**Task details**
Could you transcribe the passage of the softball profile below, starting with "At Carey, Vilchez" and going on through "next four years."?

**Source extract**
============================================================

But Vilchez doesn’t only dominate on the mound; she is equally fearsome as a hitter, finishing the season with a .378 batting average. Her stunning .429 average in conference play earned her seventh place in SUNYAC, while she topped the leader board in runs scored — 23 — and placed fourth in RBIs, with 16. Vilchez’s 13 doubles bested her nearest conference competitor by four.

“Typically, pitchers of her caliber don’t hit,” second-year Lakers head coach Abby Martin said. “She’s always in the gym or the [batting] cage, taking extra batting practice whenever she can. She’s a very fierce competitor.”

At Carey, Vilchez was a double threat, playing both softball and soccer. “Soccer was really my first love,” she said. She joined the Franklin Square Raiders Soccer Club as a 5-year-old, and started playing for one of the Raiders’ travel teams when she turned 9.

As a high school freshman, she made the Carey varsity soccer team, and played soccer for the next four years.

“I didn’t start really playing softball until I was in seventh grade,” she said. But once she did, she was hooked. “I love being around my teammates, love hanging out — just the whole atmosphere.”

Somewhat surprisingly, Vilchez was not recruited to play for Oswego. Martin didn’t take over as head coach until August 2016, and couldn’t do much recruiting that year. Vilchez had considered other schools, including Oneonta, which her two brothers attended. “I wanted something different,” she said.

According to Martin, Vilchez’s competitive fire isn’t confined to the softball diamond. “Rebecca works just as hard in the classroom as on the field,” she said. She is majoring in adolescent education with a focus on mathematics, and has a minor in coaching.

“I can see myself teaching during the day and coaching softball after school,” she said. “And soccer,” she added, laughing.

Vilchez is quick to stress the importance of mental toughness. She shared Assistant Coach Morgan Nandin’s characterization of softball as “a game of failure.” “It surprised me when she said that,” Vilchez said, “but when you think about it, it’s true. In 10 at-bats, you might get three or four hits. A .300 hitter is a good hitter.”

============================================================

**Dataset extract**
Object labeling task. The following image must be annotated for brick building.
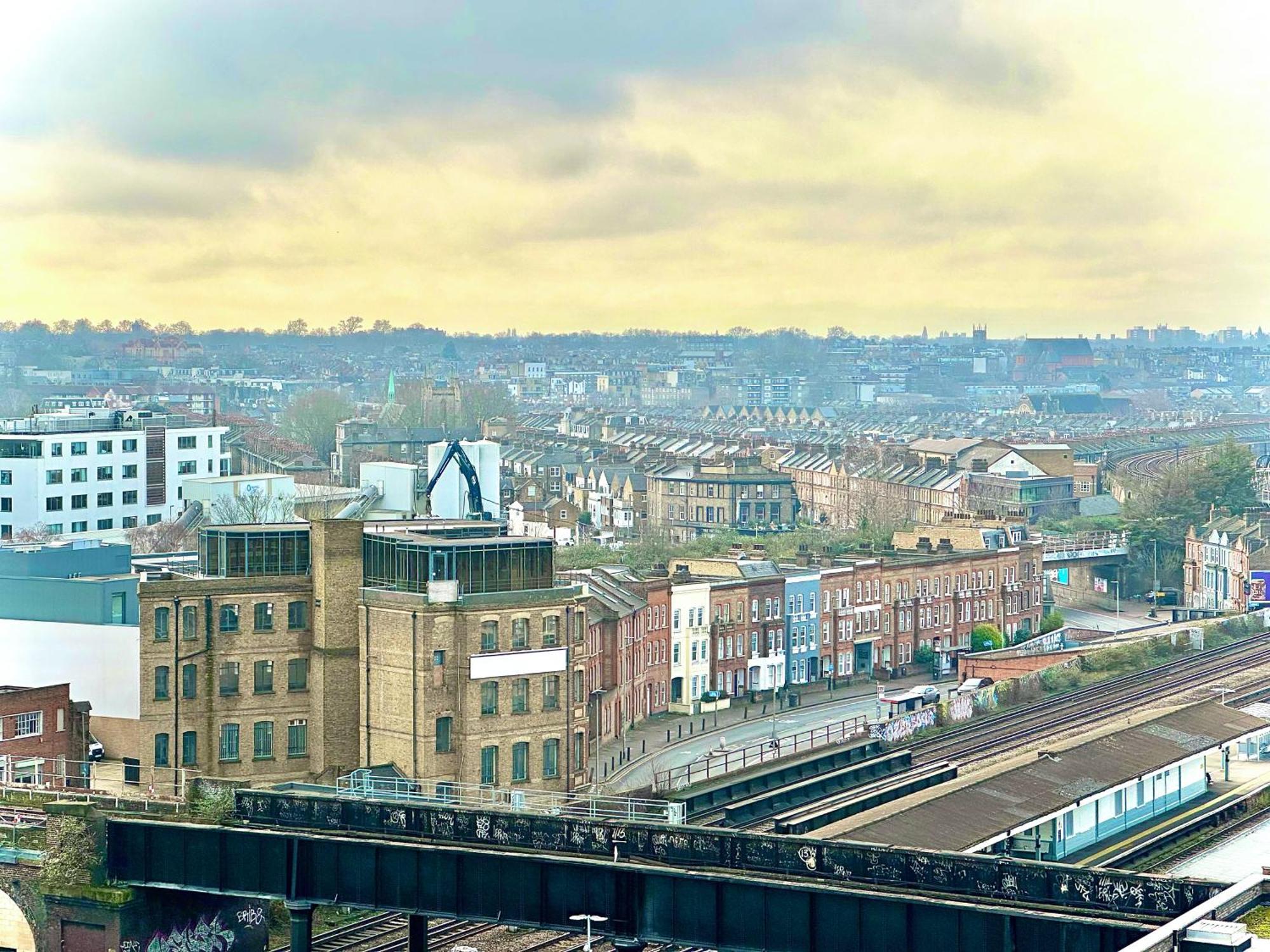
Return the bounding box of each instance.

============================================================

**Completed exercise**
At Carey, Vilchez was a double threat, playing both softball and soccer. “Soccer was really my first love,” she said. She joined the Franklin Square Raiders Soccer Club as a 5-year-old, and started playing for one of the Raiders’ travel teams when she turned 9.

As a high school freshman, she made the Carey varsity soccer team, and played soccer for the next four years.